__Reading text__
Content starts
Wednesday 25 July 2012

IT’s JUST A SONG...

For the god sake... I am tired with people saying
"Owh I no longer listen to their songs because they separated/the group make big mistake/blablablabla"

Please lah... It’s just a SONG. A mere song.

Of course... because of this thingy I am no longer k-POP fans except for JYJ. The fans are too obsess  and I need to grow up.

My music genre since my teenage years are always rock, indie rock, emo, grunge, alternative rock.

Yeah... k-pop never been my blood and bones.

Monday 9 July 2012

UNBREAK BREAK... I MEND IT BACK...

heart breakdeviantart

.Recently, I broke my heart.

.and I don’t know if I can face myself again. XD

This is stupid, why should I feel like this. Ironic. Redundant.

I did one mistake and I have to pay it back, 3 times.

It happen again and again and again.

Repeat and repeat

I do believe that I am not lucky enough so I will stay away, back off.

Eh awak... awak dengan perangai berlagak awak tu boleh pergi meninggal. Mohon ye. Sila pergi meninggal.
Content ends
__To do__
• A. In the blog posts, why does the writer say they are no longer a K-pop fan, apart from JYJ?
• B. Translate this sentence from the blog posts into Spanish: "I do believe that I am not lucky enough so I will stay away, back off."
• C. According to the blog posts, which music genres has the writer favored since their teenage years?

__Entries supplied__
Content starts
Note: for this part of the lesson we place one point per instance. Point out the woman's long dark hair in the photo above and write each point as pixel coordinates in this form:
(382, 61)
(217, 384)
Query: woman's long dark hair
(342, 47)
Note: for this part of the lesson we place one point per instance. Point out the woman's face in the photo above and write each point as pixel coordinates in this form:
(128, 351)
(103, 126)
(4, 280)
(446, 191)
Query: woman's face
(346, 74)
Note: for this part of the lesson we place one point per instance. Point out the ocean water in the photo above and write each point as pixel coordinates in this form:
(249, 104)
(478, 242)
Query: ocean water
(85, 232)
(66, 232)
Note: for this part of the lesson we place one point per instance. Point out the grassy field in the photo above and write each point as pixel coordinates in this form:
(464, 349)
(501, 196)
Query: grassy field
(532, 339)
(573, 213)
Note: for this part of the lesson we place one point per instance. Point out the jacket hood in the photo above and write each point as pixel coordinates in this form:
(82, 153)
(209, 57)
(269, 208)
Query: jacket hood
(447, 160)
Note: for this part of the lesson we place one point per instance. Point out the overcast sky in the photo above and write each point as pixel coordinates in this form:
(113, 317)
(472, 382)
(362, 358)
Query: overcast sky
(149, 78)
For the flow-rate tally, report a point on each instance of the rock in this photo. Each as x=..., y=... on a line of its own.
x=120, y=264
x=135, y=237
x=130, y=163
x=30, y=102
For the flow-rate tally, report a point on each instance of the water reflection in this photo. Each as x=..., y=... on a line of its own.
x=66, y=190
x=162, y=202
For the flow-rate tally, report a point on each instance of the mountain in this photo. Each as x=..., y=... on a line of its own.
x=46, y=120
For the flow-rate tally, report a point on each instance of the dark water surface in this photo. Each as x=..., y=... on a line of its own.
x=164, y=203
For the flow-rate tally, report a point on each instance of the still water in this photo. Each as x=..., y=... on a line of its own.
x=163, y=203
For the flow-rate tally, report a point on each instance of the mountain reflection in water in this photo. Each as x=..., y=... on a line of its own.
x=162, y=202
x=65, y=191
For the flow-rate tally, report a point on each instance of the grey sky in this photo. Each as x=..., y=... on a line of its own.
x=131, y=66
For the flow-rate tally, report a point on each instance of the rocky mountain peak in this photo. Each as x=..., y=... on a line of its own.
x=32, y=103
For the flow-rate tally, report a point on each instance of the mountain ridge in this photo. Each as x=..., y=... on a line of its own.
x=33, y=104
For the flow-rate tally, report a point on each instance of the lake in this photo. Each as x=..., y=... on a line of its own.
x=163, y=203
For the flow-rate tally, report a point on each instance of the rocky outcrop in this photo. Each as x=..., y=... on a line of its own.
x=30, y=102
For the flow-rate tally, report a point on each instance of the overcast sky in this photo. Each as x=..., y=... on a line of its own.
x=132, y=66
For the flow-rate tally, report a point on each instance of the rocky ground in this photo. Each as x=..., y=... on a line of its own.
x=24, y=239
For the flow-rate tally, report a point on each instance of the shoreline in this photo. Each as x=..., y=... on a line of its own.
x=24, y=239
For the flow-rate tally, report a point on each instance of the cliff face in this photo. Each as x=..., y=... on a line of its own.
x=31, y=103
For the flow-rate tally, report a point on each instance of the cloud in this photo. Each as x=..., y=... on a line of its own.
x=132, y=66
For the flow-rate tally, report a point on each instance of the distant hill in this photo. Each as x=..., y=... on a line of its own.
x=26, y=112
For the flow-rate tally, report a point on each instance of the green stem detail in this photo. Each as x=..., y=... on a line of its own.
Content ends
__Per-task answers__
• A. The writer says the fans are too obsessed and that they need to grow up. This follows their frustration with people who stop listening to a group's songs because the group separated.

• B. Creo de verdad que no tengo suficiente suerte, así que me mantendré alejado y me retiraré.

• C. Rock, indie rock, emo, grunge and alternative rock.